» **What you have to do**
Can you convert the data below into a numbered list, leaving out the pictures and any blank lines?

— start Records to use —

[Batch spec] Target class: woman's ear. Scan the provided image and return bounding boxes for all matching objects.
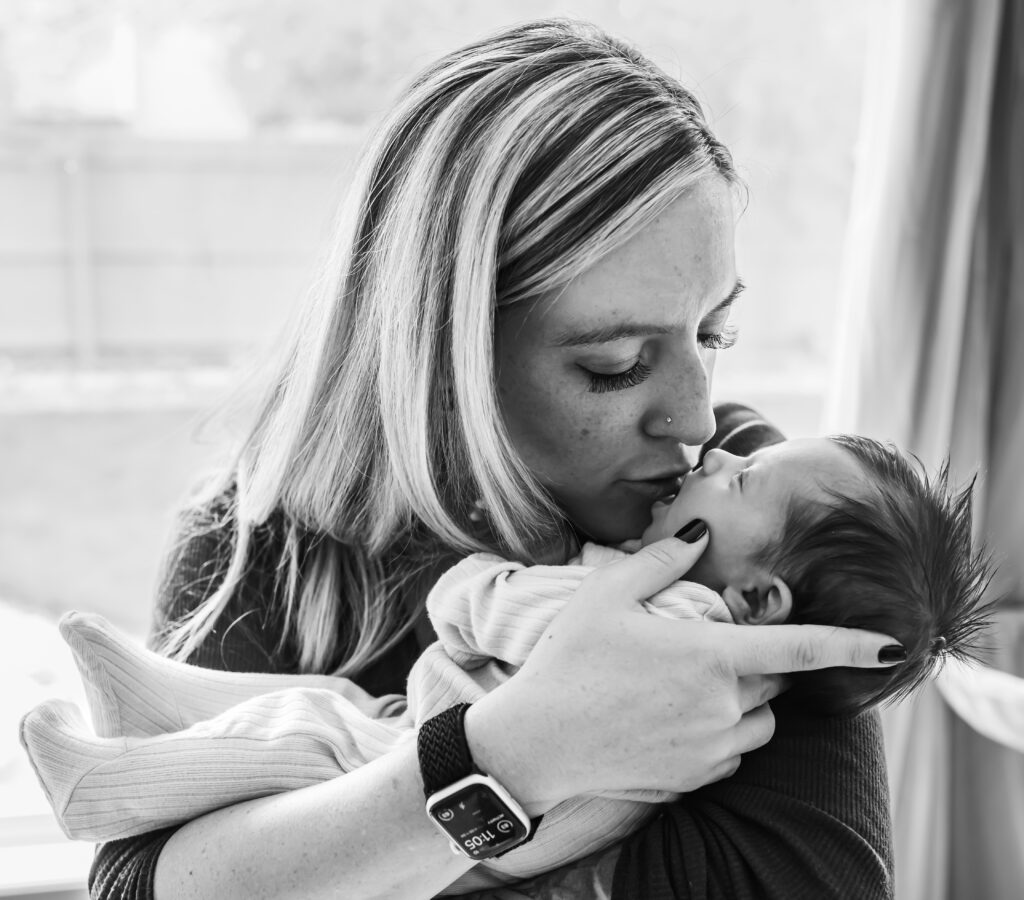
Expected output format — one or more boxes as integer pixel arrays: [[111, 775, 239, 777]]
[[722, 575, 793, 625]]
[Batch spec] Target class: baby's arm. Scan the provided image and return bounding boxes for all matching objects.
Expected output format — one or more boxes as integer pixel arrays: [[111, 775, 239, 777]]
[[427, 553, 606, 669], [427, 544, 732, 669]]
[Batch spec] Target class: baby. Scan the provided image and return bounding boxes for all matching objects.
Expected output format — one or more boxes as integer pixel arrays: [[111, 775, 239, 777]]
[[22, 436, 988, 893]]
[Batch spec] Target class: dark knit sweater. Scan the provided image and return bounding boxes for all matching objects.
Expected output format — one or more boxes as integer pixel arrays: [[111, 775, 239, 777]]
[[89, 407, 893, 900]]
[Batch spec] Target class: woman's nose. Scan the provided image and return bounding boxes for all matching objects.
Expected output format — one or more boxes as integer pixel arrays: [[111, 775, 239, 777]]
[[647, 369, 715, 446]]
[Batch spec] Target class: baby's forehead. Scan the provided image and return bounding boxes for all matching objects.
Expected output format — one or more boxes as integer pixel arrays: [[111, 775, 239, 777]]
[[750, 437, 872, 503]]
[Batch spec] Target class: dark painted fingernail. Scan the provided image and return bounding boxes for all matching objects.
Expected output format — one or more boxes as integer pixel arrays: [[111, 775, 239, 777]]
[[879, 644, 906, 662], [676, 519, 708, 544]]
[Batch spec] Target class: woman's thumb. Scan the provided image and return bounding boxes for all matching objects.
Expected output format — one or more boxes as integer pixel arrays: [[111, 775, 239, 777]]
[[588, 520, 708, 602]]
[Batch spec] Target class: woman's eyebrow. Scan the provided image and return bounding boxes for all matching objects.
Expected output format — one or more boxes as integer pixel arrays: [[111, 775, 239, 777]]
[[551, 278, 746, 347]]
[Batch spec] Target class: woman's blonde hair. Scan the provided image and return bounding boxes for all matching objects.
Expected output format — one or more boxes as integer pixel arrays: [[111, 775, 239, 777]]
[[155, 19, 737, 675]]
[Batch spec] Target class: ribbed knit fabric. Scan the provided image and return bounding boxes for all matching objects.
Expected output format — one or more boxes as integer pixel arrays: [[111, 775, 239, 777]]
[[83, 408, 892, 900], [22, 544, 731, 892]]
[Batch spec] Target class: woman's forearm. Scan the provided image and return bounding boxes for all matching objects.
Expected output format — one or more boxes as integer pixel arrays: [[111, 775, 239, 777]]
[[155, 741, 473, 900]]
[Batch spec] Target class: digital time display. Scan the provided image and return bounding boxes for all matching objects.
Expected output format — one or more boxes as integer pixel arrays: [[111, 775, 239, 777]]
[[430, 784, 529, 859]]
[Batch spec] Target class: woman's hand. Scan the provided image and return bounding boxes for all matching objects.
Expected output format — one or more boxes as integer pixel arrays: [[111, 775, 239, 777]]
[[466, 535, 894, 814]]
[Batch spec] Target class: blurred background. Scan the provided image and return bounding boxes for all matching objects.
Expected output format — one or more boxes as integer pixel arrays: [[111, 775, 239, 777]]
[[0, 0, 974, 897]]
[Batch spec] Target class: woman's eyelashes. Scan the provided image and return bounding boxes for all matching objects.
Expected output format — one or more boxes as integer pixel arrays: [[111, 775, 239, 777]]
[[697, 325, 739, 350], [581, 325, 739, 394], [584, 359, 650, 394]]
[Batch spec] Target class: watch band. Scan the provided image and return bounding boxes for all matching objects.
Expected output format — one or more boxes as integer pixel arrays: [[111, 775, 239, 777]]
[[416, 703, 543, 858], [416, 703, 479, 798]]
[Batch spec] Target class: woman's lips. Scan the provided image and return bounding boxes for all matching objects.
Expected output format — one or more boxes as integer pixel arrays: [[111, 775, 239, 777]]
[[626, 475, 686, 502]]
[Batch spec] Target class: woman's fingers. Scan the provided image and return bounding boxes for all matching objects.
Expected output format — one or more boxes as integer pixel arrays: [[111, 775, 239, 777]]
[[724, 625, 905, 676], [734, 703, 775, 756], [739, 675, 790, 713], [580, 530, 708, 605]]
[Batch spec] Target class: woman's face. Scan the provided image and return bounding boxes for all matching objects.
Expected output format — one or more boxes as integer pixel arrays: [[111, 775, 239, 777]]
[[495, 176, 740, 543]]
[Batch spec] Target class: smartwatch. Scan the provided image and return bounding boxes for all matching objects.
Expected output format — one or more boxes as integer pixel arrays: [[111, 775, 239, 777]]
[[416, 703, 541, 861]]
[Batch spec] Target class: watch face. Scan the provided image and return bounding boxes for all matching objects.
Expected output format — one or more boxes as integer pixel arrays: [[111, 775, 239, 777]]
[[429, 784, 529, 859]]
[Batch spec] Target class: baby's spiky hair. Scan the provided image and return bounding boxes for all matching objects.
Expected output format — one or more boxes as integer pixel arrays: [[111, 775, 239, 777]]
[[759, 435, 994, 715]]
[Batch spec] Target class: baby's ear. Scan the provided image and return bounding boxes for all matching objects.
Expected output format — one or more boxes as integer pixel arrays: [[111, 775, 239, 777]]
[[722, 575, 793, 625]]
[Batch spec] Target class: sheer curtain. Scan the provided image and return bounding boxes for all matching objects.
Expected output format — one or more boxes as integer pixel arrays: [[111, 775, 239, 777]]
[[826, 0, 1024, 900]]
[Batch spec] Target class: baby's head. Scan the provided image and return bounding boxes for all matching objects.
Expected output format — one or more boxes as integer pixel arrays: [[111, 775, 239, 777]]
[[643, 435, 989, 714]]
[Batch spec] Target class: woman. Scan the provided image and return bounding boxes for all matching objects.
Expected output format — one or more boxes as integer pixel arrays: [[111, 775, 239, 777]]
[[92, 22, 899, 900]]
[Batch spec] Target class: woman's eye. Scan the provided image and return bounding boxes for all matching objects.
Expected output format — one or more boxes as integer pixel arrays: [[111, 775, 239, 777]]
[[697, 325, 739, 350], [584, 359, 650, 394]]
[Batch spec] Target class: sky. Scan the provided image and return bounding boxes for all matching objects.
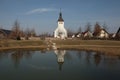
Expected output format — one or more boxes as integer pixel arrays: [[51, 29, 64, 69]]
[[0, 0, 120, 34]]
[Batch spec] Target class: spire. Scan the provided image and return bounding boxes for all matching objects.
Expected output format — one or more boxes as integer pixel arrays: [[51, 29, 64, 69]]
[[58, 8, 64, 21]]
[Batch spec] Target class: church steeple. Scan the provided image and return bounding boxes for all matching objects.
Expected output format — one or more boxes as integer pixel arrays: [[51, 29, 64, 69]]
[[58, 9, 64, 21]]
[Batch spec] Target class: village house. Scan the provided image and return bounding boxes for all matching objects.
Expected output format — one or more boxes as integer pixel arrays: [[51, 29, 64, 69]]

— end Records to use —

» **Solution below**
1. [Batch spec] Target class: woman's ear. Scan the provided image and return bounding boxes for all matching objects.
2. Expected output format — one or more boxes as integer pixel arrays: [[111, 775, 239, 777]]
3. [[722, 575, 793, 625]]
4. [Batch spec] Target class: baby's arm. Scan the provided image and return bounding boxes for all matching objects.
5. Expected output format — one or more boxes as integer pixel arrays: [[111, 775, 239, 777]]
6. [[427, 553, 606, 669], [427, 544, 732, 669]]
7. [Batch spec] Target class: baby. Scan the provided image and return bounding boxes for all matching objects.
8. Expected output format — one or more boxes as integer pixel arrays: [[111, 775, 239, 777]]
9. [[22, 436, 988, 893]]
10. [Batch spec] Target class: dark knit sweater. Scan the provided image and return bounding boxes for all matching objects.
11. Expected output format — one or more boxes as integer pixel arrays: [[111, 775, 239, 777]]
12. [[89, 407, 893, 900]]
13. [Batch spec] Target class: woman's nose. Scan the provided image and return bounding boxes for all matching objects.
14. Expected output format — one or more boxes as integer pixel arrays: [[111, 775, 239, 777]]
15. [[647, 369, 715, 446]]
16. [Batch spec] Target class: baby's forehead. Scan the provided image and return bounding boxes for all matching objects.
17. Expected output format — one or more boxes as integer pixel arrays: [[111, 775, 239, 777]]
18. [[750, 437, 872, 503]]
19. [Batch spec] Target class: dark painted fingernail. Scan the provided image and return bounding boxes for all matching objects.
20. Expected output format — one or more boxes as integer pixel arrays: [[111, 775, 239, 777]]
21. [[879, 644, 906, 662], [676, 519, 708, 544]]
22. [Batch spec] Target class: woman's thumb. Scan the provided image and return bounding boxes for all matching objects.
23. Expected output format — one or more boxes as integer pixel arrays: [[111, 775, 239, 777]]
24. [[588, 520, 708, 602]]
25. [Batch spec] Target class: woman's eyebrow. Scan the provided image and return bounding boxes for all matching objects.
26. Expected output format — one or more boxes as integer pixel arrays: [[111, 775, 239, 777]]
27. [[551, 278, 746, 347]]
28. [Batch spec] Target class: woman's blonde hair. Scan the provided image and return bounding boxes for all matching objects.
29. Expected output format — one or more boxes as integer pixel arrays: [[111, 775, 239, 777]]
30. [[155, 19, 737, 675]]
31. [Batch spec] Target class: ribbed knit fabric. Scan the provided image and return bounding boxes for all matching objects.
32. Expected output format — one or more boxes as integer pixel arrays: [[111, 775, 239, 777]]
33. [[83, 408, 892, 900], [22, 544, 731, 892]]
34. [Batch spec] Target class: woman's forearm. Scan the provided image and return bounding boxes for all matching objects.
35. Expected output format — one or more boxes as integer pixel arrays: [[111, 775, 239, 777]]
36. [[155, 741, 473, 900]]
37. [Batch spec] Target class: digital time display. Scan the provided image and return bounding boxes for all matching objects.
38. Expected output format — one or more boxes as integer pixel arrays: [[111, 775, 239, 777]]
39. [[430, 784, 529, 859]]
40. [Batch spec] Target class: woman's hand. Scan the provided image and return bounding boxes for all matching objects.
41. Expected output format — one or more boxes as integer pixel arrays: [[111, 775, 239, 777]]
42. [[466, 535, 894, 814]]
43. [Batch spec] Target class: blurred background. Scan the provided image and return bounding boxes for all matching objects.
44. Expected output format — one or more boxes as integer pixel arrays: [[111, 775, 239, 777]]
45. [[0, 0, 974, 897]]
46. [Batch spec] Target class: woman's eyelashes. Scan the provided image and return bounding boxes for all matching objects.
47. Expected output format — one or more boxes as integer pixel arrays: [[111, 775, 239, 777]]
48. [[697, 325, 739, 350], [581, 325, 739, 394], [584, 359, 650, 394]]
49. [Batch spec] Target class: watch band. Scan the provided image and return bounding boxes for all matching objects.
50. Expected output format — one or more boxes as integer pixel arrays: [[111, 775, 239, 777]]
51. [[416, 703, 543, 858], [416, 703, 479, 798]]
52. [Batch spec] Target class: woman's lips. Scan the provided image and return bounding boxes for all matching objects.
53. Expected output format — one or more boxes as integer pixel arrays: [[111, 775, 239, 777]]
54. [[626, 475, 686, 502]]
55. [Batch spec] Target class: woman's fingers. Scan the provided image and return bounding boxes for all matching objects.
56. Expected output format — one or more boxes as integer pixel arrays: [[111, 775, 239, 777]]
57. [[724, 625, 905, 676], [734, 703, 775, 756], [739, 675, 790, 713], [580, 530, 708, 605]]
58. [Batch spec] Target class: woman's face. Scan the provided image and return bounding boxes for all matching objects.
59. Expected output format — one or more boxes as integer pixel arrays: [[111, 775, 239, 777]]
60. [[495, 176, 740, 543]]
61. [Batch spec] Target class: smartwatch. Scan the provided image and return bounding boxes for all matching objects.
62. Expected output format — one or more boxes as integer pixel arrays: [[111, 775, 239, 777]]
63. [[416, 703, 541, 861]]
64. [Batch spec] Target class: watch face. Scan the provided image and return bounding boxes for all matching objects.
65. Expected output format — one or more boxes as integer pixel arrays: [[111, 775, 239, 777]]
66. [[429, 784, 529, 859]]
67. [Batch spec] Target class: baby's spiky hair. Scan the provided image and return bounding boxes for all matching objects.
68. Expected output format — one or more boxes as integer pixel arrays: [[111, 775, 239, 777]]
69. [[759, 435, 994, 715]]
70. [Batch spec] Target class: baby's ear. Scan the provided image and return bounding boxes for all matching objects.
71. Expected output format — one or more boxes as integer pixel arrays: [[111, 775, 239, 777]]
72. [[722, 575, 793, 625]]
73. [Batch spec] Target class: sheer curtain. Scan the provided image and return bounding boxes for all matching objects.
74. Expected output format — one or more boxes as integer pixel arrays: [[111, 775, 239, 777]]
75. [[826, 0, 1024, 900]]
76. [Batch spec] Target class: baby's head. Scan the provided image and return bounding boxes for all matching objects.
77. Expected output format — one or more boxes as integer pixel arrays: [[111, 775, 239, 777]]
78. [[643, 435, 989, 714]]
79. [Batch spec] Target class: woman. Scan the provided image and return bounding boxes for all matching objects.
80. Expected output format — one or more boxes as integer pixel arrays: [[111, 775, 239, 777]]
81. [[92, 22, 899, 900]]
82. [Batch spec] Target class: woman's eye. Scan the provided image and return bounding boxes for all matching objects.
83. Expected output format — one or more boxes as integer pixel arrays: [[111, 775, 239, 777]]
84. [[697, 325, 739, 350], [584, 359, 650, 394]]
85. [Batch spec] Target class: sky. Scan the provided image and return bounding boxes for all matching objects.
86. Expected output format — one or more boxes as integer pixel arrays: [[51, 29, 64, 69]]
87. [[0, 0, 120, 34]]
88. [Batch spec] Target class: spire. Scan the provided image and return bounding boxes for all matching objects.
89. Expected output format — one or more boxes as integer pixel arrays: [[51, 29, 64, 69]]
90. [[58, 8, 64, 21]]
91. [Batch spec] Target class: church steeple. Scan the provided image and return bounding boxes for all matching objects.
92. Expected output format — one or more boxes as integer pixel arrays: [[51, 29, 64, 69]]
93. [[58, 9, 64, 21]]
94. [Batch spec] Target class: village house. Scan the provided image and return bounding boxes for all matching objects.
95. Expected output format — one or more boxes as integer pixel arrays: [[51, 29, 64, 69]]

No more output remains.